Oggi voglio parlare di paura e lo voglio fare per un motivo preciso:

è iniziato un nuovo anno, ciascuno di noi ha pensato a come vorrebbe che fosse, qualcuno avrà fatto una lista di obiettivi che vuole raggiungere, qualcuno avrà stilato i famosi buoni propositi.

Insomma, ciascuno vorrebbe che il proprio nuovo anno fosse migliore del precedente; e sai cosa può mettersi in mezzo alla realizzazione di tutto questo?

LA PAURA.

“Tutto ciò che vuoi è dall’altra parte della paura”

Jack Canfield

CHE COS’È LA PAURA?

La paura è un’emozione primaria, fondamentale per la sopravvivenza, comune sia agli esseri umani che agli esseri animali.

Il Galimberti (dizionario di psicologia) la definisce così:

“Emozione primaria di difesa, provocata da una situazione di pericolo che può essere reale, anticipata dalla previsione, evocata dal ricordo o prodotta dalla fantasia.
La paura è spesso accompagnata da una reazione organica, di cui è responsabile il sistema nervoso autonomo, che prepara l’organismo alla situazione d’emergenza, disponendolo, anche se in modo non specifico, all’apprestamento delle difese che si traducono solitamente in atteggiamenti di lotta e fuga”

È una reazione istintiva, un impulso primordiale, che arriva nel momento in cui percepiamo una situazione di pericolo.

Quindi la paura, in realtà, è protezione verso noi stessi ed è proprio per questo che è importante imparare ad ascoltarla, comprenderne l’origine e diventarne consapevoli.

La vediamo come una nemica invece può essere una grande alleata.

N.B. Può succedere che la paura non sia scatenata dalla percezione di un reale pericolo ma dalla possibilità che possano accadere eventi o situazioni che vengono vissuti con grande disagio (per altri possono essere situazioni “normali”); in questo caso non è più un istinto primario ma esprime uno stato mentale diventando ansia.
A seconda della “gravità” della situazione consiglio di rivolgersi al professionista di competenza (personalmente lo consiglio anche in situazioni che possono essere ritenute “sopportabili”).

•••

- [CONSEGNE]
(1) Nel testo sulla paura, quale opera viene citata per definire la paura?
(2) Secondo la definizione riportata nel testo sulla paura, in quali modi può presentarsi la situazione di pericolo che provoca la paura? Elencali tutti.
(3) Per favore, trascrivi dal testo sulla paura la parte che inizia con le parole che contengono "La paura è un’emozione" e termina con "situazione di pericolo.".

- [DATI GREZZI]
•••

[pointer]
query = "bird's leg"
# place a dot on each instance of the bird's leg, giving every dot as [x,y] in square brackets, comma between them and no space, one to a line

•••

- [ESERCIZIO SVOLTO]
(1) Il Galimberti, dizionario di psicologia.

(2)
- reale
- anticipata dalla previsione
- evocata dal ricordo
- prodotta dalla fantasia

(3)
La paura è un’emozione primaria, fondamentale per la sopravvivenza, comune sia agli esseri umani che agli esseri animali.

Il Galimberti (dizionario di psicologia) la definisce così:

“Emozione primaria di difesa, provocata da una situazione di pericolo che può essere reale, anticipata dalla previsione, evocata dal ricordo o prodotta dalla fantasia.
La paura è spesso accompagnata da una reazione organica, di cui è responsabile il sistema nervoso autonomo, che prepara l’organismo alla situazione d’emergenza, disponendolo, anche se in modo non specifico, all’apprestamento delle difese che si traducono solitamente in atteggiamenti di lotta e fuga”

È una reazione istintiva, un impulso primordiale, che arriva nel momento in cui percepiamo una situazione di pericolo.